▶ Task prompt
Decide whether each statement agrees with the passage on transcript assembly and microprotein detection below, answering yes or no and quoting the deciding words of the passage. 1. Microproteins are produced through ribosome translation of small open reading frames. 2. The 45 novel human microproteins were detected using the MAPS assembler alone. 3. The novel microproteins were sorted into three classes.

▶ Reading passage
--*--

Your transcript assembly method is affecting downstream proteomics results

Proteogenomics methods have identified many non-annotated protein-coding genes in the human genome. Many of the newly discovered protein-coding genes encode peptides and small proteins, referred to collectively as microproteins. Microproteins are produced through ribosome translation of small open reading frames (smORFs). The discovery of many smORFs reveals a blind spot in traditional gene-finding algorithms for these genes. Biological studies have found roles for microproteins in cell biology and physiology, and the potential that there exists additional bioactive microproteins drives the interest in detection and discovery of these molecules. A key step in any proteogenomics workflow is the assembly of RNA-Seq data into likely mRNA transcripts that are then used to create a searchable protein database.

Researchers from the  Salk Institute for Biological Studies demonstrate that specific features of the assembled transcriptome impact microprotein detection by shotgun proteomics. By tailoring transcript assembly for downstream mass spectrometry searching, they show that they can detect more than double the number of high-quality microprotein candidates and introduce a novel open-source mRNA assembler for proteogenomics (MAPS) that incorporates all of these features. By integrating their specialized assembler, MAPS, and a popular generalized assembler into our proteogenomics pipeline, the researchers detect 45 novel human microproteins from a high quality proteogenomics dataset of a human cell line. They then characterize the features of the novel microproteins, identifying two classes of microproteins. This work highlights the importance of specialized transcriptome assembly upstream of proteomics validation when searching for short and potentially rare and poorly conserved proteins.

--*--

▶ Extracted information
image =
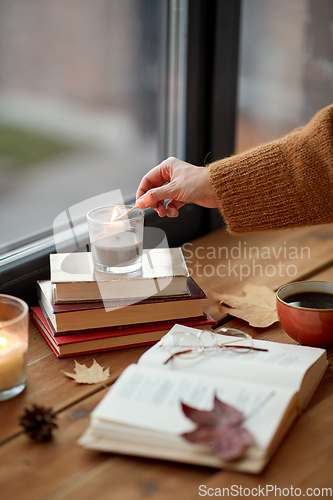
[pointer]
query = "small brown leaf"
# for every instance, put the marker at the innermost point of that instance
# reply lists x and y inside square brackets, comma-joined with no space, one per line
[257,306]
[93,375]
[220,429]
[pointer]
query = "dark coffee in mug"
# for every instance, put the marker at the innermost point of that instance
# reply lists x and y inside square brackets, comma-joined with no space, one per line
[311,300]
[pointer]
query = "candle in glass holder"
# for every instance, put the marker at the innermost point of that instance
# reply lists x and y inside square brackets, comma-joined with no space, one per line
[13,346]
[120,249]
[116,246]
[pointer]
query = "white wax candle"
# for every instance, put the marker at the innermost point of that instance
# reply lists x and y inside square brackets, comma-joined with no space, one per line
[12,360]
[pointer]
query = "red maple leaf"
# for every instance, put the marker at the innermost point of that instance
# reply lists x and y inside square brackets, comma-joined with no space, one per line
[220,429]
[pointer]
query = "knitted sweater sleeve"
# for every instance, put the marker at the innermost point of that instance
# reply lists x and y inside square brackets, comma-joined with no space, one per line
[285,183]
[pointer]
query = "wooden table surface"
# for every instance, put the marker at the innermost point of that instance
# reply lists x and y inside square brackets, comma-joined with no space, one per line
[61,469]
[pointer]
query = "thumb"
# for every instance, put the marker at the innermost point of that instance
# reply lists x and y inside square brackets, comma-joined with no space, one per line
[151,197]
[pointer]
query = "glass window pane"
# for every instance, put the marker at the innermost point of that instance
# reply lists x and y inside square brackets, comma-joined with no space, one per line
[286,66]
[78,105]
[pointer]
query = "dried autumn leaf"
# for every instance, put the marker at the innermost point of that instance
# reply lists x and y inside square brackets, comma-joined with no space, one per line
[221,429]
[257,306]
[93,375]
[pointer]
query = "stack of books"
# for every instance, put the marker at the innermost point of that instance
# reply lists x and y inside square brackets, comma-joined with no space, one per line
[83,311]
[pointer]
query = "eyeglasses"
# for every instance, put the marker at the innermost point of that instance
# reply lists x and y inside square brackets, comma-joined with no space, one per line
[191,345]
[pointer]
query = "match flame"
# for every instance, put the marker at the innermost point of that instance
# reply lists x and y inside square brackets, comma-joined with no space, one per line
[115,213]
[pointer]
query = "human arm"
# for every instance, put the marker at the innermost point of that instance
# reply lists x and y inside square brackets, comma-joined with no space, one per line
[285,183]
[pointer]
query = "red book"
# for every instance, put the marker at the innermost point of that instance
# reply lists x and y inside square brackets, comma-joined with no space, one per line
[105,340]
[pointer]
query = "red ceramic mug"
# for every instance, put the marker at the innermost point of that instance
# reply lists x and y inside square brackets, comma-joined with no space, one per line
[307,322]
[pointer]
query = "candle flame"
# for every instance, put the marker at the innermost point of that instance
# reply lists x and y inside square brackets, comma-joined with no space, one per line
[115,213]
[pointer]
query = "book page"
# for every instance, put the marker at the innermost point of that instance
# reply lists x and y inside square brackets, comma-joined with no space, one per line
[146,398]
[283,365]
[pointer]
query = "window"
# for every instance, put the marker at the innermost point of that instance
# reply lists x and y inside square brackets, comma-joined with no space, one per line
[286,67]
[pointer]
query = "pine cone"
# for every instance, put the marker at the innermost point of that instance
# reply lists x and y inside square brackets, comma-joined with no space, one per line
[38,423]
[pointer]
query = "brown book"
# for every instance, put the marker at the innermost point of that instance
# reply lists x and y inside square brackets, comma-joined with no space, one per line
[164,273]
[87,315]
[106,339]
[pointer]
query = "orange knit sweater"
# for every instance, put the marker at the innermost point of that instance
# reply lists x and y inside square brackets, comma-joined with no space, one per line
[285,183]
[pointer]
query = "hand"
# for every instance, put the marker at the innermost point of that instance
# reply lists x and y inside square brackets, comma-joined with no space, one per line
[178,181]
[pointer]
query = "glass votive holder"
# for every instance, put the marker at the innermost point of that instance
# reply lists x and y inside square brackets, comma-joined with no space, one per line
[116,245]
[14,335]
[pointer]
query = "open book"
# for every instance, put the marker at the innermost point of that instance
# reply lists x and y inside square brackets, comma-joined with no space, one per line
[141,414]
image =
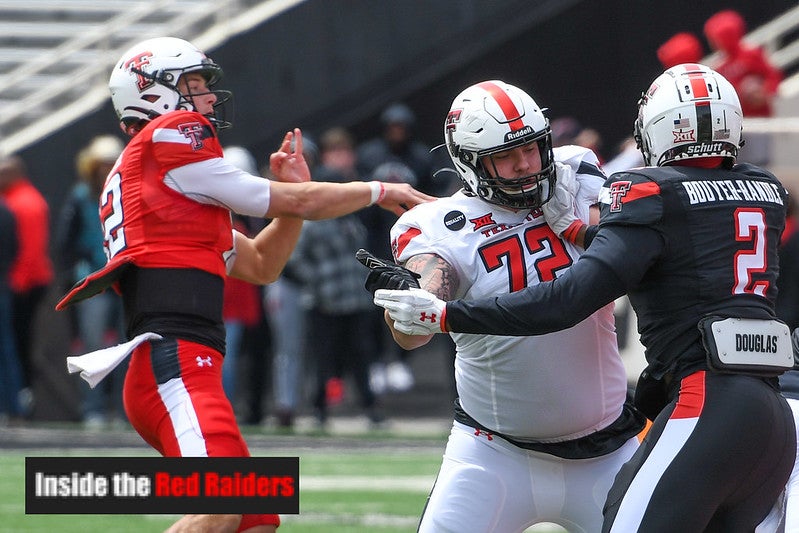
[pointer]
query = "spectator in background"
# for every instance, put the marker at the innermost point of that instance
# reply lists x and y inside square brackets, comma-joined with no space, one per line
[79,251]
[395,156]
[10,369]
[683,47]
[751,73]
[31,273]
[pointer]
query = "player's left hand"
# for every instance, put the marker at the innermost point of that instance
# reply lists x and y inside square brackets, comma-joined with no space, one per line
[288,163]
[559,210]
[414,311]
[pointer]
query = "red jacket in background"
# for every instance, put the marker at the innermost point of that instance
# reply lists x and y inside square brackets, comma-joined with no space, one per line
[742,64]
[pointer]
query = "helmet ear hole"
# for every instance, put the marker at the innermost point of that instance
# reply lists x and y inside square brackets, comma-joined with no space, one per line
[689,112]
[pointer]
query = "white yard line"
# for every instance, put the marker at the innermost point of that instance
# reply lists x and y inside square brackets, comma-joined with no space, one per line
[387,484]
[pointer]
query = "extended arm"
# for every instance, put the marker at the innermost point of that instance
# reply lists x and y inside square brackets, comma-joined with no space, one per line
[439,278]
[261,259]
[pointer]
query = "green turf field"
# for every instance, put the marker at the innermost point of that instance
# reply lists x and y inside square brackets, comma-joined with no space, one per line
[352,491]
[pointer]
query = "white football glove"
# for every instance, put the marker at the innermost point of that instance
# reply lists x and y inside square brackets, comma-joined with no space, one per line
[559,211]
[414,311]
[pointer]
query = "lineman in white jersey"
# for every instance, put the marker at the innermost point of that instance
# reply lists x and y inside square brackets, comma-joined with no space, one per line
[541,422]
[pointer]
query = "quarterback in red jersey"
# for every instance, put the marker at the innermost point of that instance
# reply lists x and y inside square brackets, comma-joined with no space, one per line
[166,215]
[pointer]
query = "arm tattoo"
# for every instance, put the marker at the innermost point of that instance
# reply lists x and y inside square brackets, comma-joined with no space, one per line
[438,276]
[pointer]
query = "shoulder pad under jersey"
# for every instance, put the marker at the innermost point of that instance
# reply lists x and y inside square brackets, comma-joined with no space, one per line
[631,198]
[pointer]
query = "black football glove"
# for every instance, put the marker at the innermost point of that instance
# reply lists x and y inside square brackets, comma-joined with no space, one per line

--*--

▶ Answer to the exercise
1. Yes: "Microproteins are produced through ribosome translation of small open reading frames (smORFs)."
2. No: "By integrating their specialized assembler, MAPS, and a popular generalized assembler into our proteogenomics pipeline, the researchers detect 45 novel human microproteins"
3. No: "identifying two classes of microproteins."